### 任务要求:
(A) 能否把文档中从“soup = BeautifulSoup(wb_data.text, 'lxml')”到“span:nth-of-type(2) > a')”的这一段一字不差地重抄一遍？
(B) 文档“安装依赖包”部分要用 pip 安装哪些包？请全部列出。

### 文档:
++++++

美文网首页
80行代码爬取百度知道问答全站数据

80行代码爬取百度知道问答全站数据

作者: abo123456 | 来源:发表于2020-07-18 14:38 被阅读0次

    爬取知道问答策略

    采用广度优先策略
    采用redis-queue-tool分布式爬取框架
    

    安装依赖包

    pip install requests
    pip install bs4
    pip install py-log
    pip install retrying
    pip install redis-queue-tool==4.4.0
    
    

    实例代码

    # -*- coding: utf-8 -*-
    # @Time    : 2020/7/18 10:53
    # @Author  : CC
    # @Desc    : baidu_zhidao_spider.py
    # @Notice  :Please do not use it for commercial use. All consequences are borne by users
    import re
    import time
    import traceback
    import requests
    from urllib.parse import quote
    from bs4 import BeautifulSoup
    from py_log import get_logger
    from redis_queue_tool import task_deco
    from retrying import retry
    
    logger = get_logger('baidu_zhidao_spider')
    
    
    @task_deco('zhidao:questions:list', threads_num=20, qps=15)
    def get_list_data(url):
        try:
            wb_data = get_list_source_html(url)
            soup = BeautifulSoup(wb_data.text, 'lxml')
            # 定义爬取的数据
            titles = soup.select('a.ti')
            answer_times = soup.select('dd.dd.explain.f-light > span:nth-of-type(1)')
            answer_users = soup.select('dd.dd.explain.f-light > span:nth-of-type(2) > a')
            answers = soup.select('dd.dd.explain.f-light > span:nth-of-type(3) > a')
            # 在获取到的数据提取有效内容
            for title, answer_time, answer_user, answer in zip(titles, answer_times, answer_users, answers):
                data = {'answer_time': answer_time.get_text(),
                        'answer_user': answer_user.get_text(),
                        'answers': answer.get_text().replace('个回答', ''),
                        'answer_detail_url': title['href'],
                        'create_time': int(time.time() * 1000)}
                logger.info(data)

++++++

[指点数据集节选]

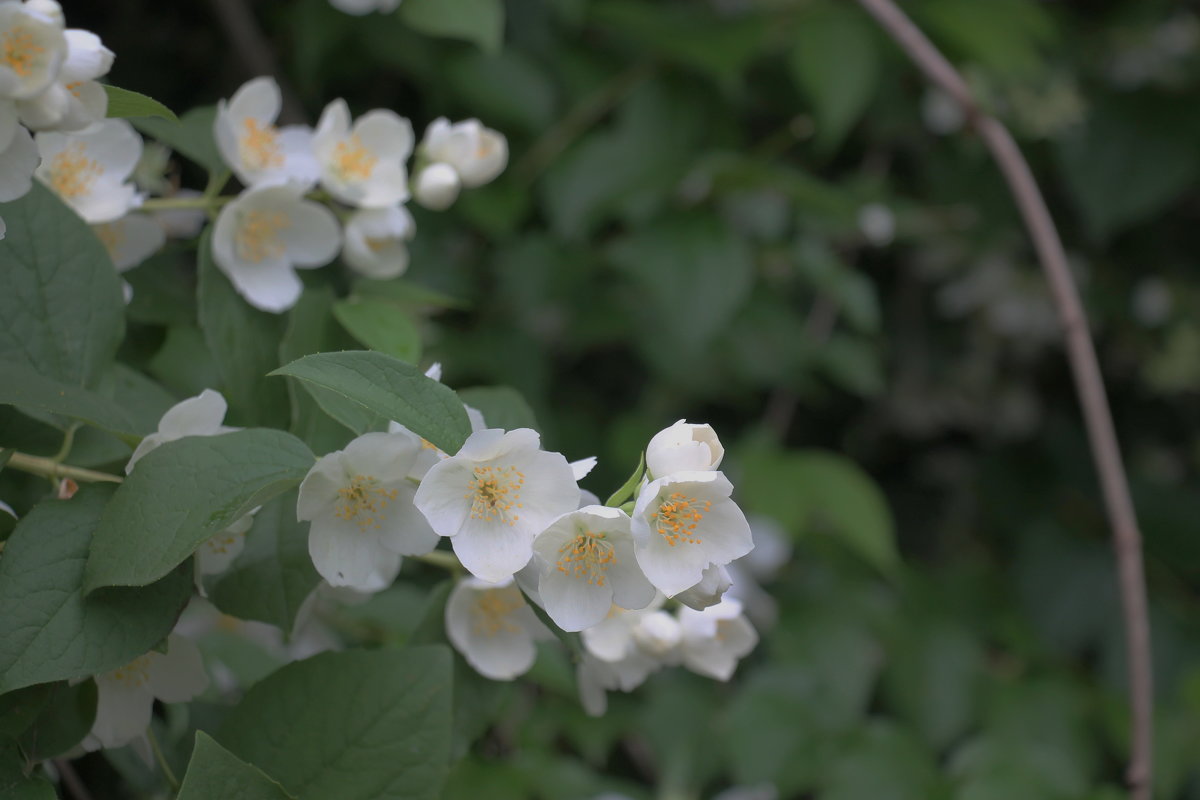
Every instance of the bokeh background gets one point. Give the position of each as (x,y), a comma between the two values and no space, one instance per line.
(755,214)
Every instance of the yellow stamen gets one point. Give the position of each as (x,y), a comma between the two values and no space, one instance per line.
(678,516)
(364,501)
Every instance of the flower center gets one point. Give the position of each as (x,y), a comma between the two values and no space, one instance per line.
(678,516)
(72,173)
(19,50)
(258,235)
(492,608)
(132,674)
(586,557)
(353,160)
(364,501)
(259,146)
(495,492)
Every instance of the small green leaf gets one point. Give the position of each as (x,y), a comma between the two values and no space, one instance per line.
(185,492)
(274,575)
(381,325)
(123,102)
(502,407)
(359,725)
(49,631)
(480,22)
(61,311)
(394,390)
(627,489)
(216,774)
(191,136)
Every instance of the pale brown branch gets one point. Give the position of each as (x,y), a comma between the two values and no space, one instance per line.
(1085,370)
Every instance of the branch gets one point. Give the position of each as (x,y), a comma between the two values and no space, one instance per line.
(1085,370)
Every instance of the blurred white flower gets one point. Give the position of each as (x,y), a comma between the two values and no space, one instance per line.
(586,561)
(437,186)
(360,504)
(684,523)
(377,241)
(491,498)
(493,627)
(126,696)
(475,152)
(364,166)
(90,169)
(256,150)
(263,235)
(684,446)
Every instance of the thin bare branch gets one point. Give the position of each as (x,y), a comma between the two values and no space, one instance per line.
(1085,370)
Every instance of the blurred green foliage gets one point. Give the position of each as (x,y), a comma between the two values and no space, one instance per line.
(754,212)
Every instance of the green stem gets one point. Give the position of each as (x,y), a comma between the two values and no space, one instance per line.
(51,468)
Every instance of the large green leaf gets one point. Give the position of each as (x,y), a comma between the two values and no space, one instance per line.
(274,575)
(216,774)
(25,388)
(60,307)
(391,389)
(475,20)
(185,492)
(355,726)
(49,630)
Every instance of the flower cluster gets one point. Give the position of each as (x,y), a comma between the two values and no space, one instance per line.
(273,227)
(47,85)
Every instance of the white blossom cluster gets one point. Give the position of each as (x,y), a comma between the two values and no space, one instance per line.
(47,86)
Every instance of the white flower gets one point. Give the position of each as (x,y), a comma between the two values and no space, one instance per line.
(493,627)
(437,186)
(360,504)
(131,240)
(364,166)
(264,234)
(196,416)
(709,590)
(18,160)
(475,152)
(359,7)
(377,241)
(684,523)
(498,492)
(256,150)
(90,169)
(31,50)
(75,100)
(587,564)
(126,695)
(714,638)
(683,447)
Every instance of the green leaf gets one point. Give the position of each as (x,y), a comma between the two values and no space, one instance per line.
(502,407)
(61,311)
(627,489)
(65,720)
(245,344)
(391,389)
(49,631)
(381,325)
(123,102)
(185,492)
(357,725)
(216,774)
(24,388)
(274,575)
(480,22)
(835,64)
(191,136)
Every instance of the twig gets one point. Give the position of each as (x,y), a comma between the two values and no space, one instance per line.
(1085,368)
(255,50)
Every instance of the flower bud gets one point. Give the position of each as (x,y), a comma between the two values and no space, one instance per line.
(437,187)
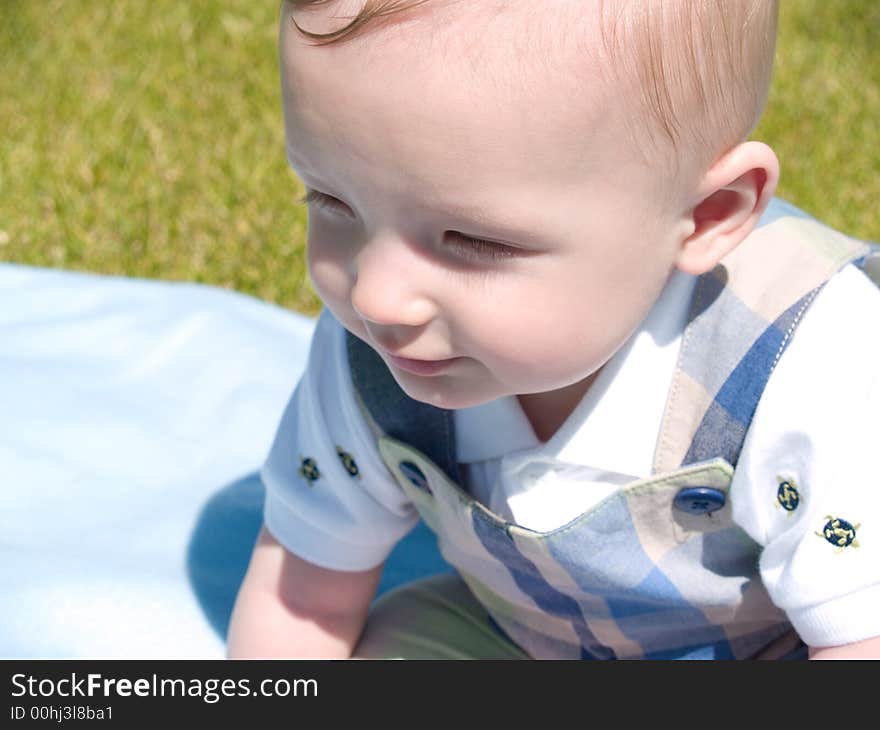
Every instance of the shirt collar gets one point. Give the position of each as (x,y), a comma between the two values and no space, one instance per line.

++++++

### 问题解答:
(A)
soup = BeautifulSoup(wb_data.text, 'lxml')
            # 定义爬取的数据
            titles = soup.select('a.ti')
            answer_times = soup.select('dd.dd.explain.f-light > span:nth-of-type(1)')
            answer_users = soup.select('dd.dd.explain.f-light > span:nth-of-type(2) > a')

(B) requests、bs4、py-log、retrying、redis-queue-tool（指定版本 4.4.0）